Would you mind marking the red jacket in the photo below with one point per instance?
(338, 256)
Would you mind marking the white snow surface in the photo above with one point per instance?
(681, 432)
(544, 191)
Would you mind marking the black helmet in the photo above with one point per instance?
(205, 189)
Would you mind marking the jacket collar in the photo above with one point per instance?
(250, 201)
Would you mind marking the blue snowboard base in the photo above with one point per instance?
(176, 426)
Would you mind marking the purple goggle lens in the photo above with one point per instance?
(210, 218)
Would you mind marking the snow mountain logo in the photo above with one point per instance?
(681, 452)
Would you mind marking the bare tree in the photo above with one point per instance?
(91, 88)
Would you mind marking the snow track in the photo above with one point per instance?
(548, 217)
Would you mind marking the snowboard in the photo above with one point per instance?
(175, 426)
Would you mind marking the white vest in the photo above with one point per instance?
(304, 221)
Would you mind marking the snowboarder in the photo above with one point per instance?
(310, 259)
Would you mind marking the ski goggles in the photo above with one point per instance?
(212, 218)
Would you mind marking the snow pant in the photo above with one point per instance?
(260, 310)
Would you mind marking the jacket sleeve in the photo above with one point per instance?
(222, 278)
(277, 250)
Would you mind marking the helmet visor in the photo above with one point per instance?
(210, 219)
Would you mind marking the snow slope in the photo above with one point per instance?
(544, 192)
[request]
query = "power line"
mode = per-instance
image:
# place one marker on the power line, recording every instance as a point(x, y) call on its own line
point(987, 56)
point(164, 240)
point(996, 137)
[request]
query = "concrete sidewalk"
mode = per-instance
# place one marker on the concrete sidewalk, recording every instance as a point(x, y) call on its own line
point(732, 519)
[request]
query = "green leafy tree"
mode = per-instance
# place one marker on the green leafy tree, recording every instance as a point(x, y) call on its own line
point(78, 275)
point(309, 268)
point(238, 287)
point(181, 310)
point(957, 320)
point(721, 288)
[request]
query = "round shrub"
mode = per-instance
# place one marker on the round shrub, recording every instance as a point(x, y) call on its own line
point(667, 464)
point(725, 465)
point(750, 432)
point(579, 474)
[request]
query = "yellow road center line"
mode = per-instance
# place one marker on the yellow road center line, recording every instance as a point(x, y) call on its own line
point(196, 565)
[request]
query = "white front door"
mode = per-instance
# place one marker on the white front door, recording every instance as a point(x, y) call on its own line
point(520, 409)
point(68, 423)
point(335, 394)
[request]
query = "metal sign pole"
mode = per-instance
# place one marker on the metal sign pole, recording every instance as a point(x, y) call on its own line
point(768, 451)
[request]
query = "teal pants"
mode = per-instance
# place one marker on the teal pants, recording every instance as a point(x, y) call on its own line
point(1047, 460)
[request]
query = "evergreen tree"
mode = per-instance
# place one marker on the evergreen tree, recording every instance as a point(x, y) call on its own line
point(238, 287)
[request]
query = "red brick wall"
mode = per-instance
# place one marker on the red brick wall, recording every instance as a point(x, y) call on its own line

WHAT YOU ARE ASKED TO DO => This calls for all of the entries above, repeated exactly.

FINISHED TASK =>
Would you mind marking the red jacket in the photo below with one point per instance?
(338, 256)
Would you mind marking the white snow surface in the photo above with one point per instance?
(681, 432)
(544, 191)
Would you mind marking the black helmet in the photo above with one point per instance?
(205, 189)
Would you mind marking the jacket collar in the photo above with one point per instance?
(250, 201)
Would you mind marking the blue snowboard base in the photo above with one point per instance?
(176, 426)
Would you mind marking the purple goggle lens in the photo above with one point per instance?
(210, 218)
Would you mind marking the snow mountain logo in the photo above with one point per instance?
(681, 452)
Would you mind marking the bare tree in the photo above with one point per instance?
(91, 88)
Would you mind marking the snow track in the photo above with one point per instance?
(548, 217)
Would you mind marking the snowboard in the photo above with one point per instance?
(175, 426)
Would you mind marking the white vest in the photo above with one point per instance?
(304, 221)
Would you mind marking the snowboarder in the photo above with one point per instance?
(310, 259)
Would you mind marking the ski goggles in the photo above with one point per instance?
(212, 218)
Would you mind marking the snow pant in the photo above with one point per instance?
(260, 310)
Would you mind marking the jacket sleeve in the photo above with one point per instance?
(222, 278)
(277, 250)
Would you mind marking the helmet visor in the photo above with one point per instance?
(210, 219)
Would you mind marking the snow slope in the photo above with one point per instance?
(544, 192)
[request]
query = "power line"
mode = per-instance
image:
# place one marker on the power line, recording every instance as a point(x, y) call on its own line
point(987, 56)
point(164, 240)
point(996, 137)
[request]
query = "concrete sidewalk"
mode = per-instance
# place one marker on the concrete sidewalk, recording every instance as a point(x, y) call on its own line
point(732, 519)
[request]
query = "green leafy tree"
mode = per-instance
# place one marker on the green leafy tree, recording every instance as a point(x, y) call on its own line
point(78, 275)
point(309, 268)
point(238, 287)
point(181, 310)
point(957, 320)
point(721, 288)
[request]
query = "round shrub"
mode = per-instance
# place one marker on the round shrub, recording every instance as a point(x, y) call on its own line
point(667, 464)
point(725, 465)
point(750, 432)
point(579, 474)
[request]
query = "yellow road center line"
mode = per-instance
# place one marker on the yellow road center line, recording every instance as a point(x, y) call on its own line
point(196, 565)
[request]
query = "white front door"
mode = per-instance
# place one marker on the white front door, recording every instance as a point(x, y) call on its own line
point(520, 409)
point(68, 423)
point(335, 394)
[request]
query = "metal sign pole"
mode = per-instance
# place one marker on the metal sign pole, recording every instance as a point(x, y) call on its own line
point(768, 451)
[request]
query = "teal pants"
mode = per-instance
# place one marker on the teal pants, recording every instance as a point(x, y) call on its own line
point(1047, 460)
[request]
query = "evergreen tree"
mode = per-instance
# place one marker on the evergreen tree, recording every instance as a point(x, y) call on its own line
point(238, 287)
[request]
query = "red brick wall"
mode = per-instance
# place one marker on the red brick wall, recording every instance as a point(x, y) call on its own line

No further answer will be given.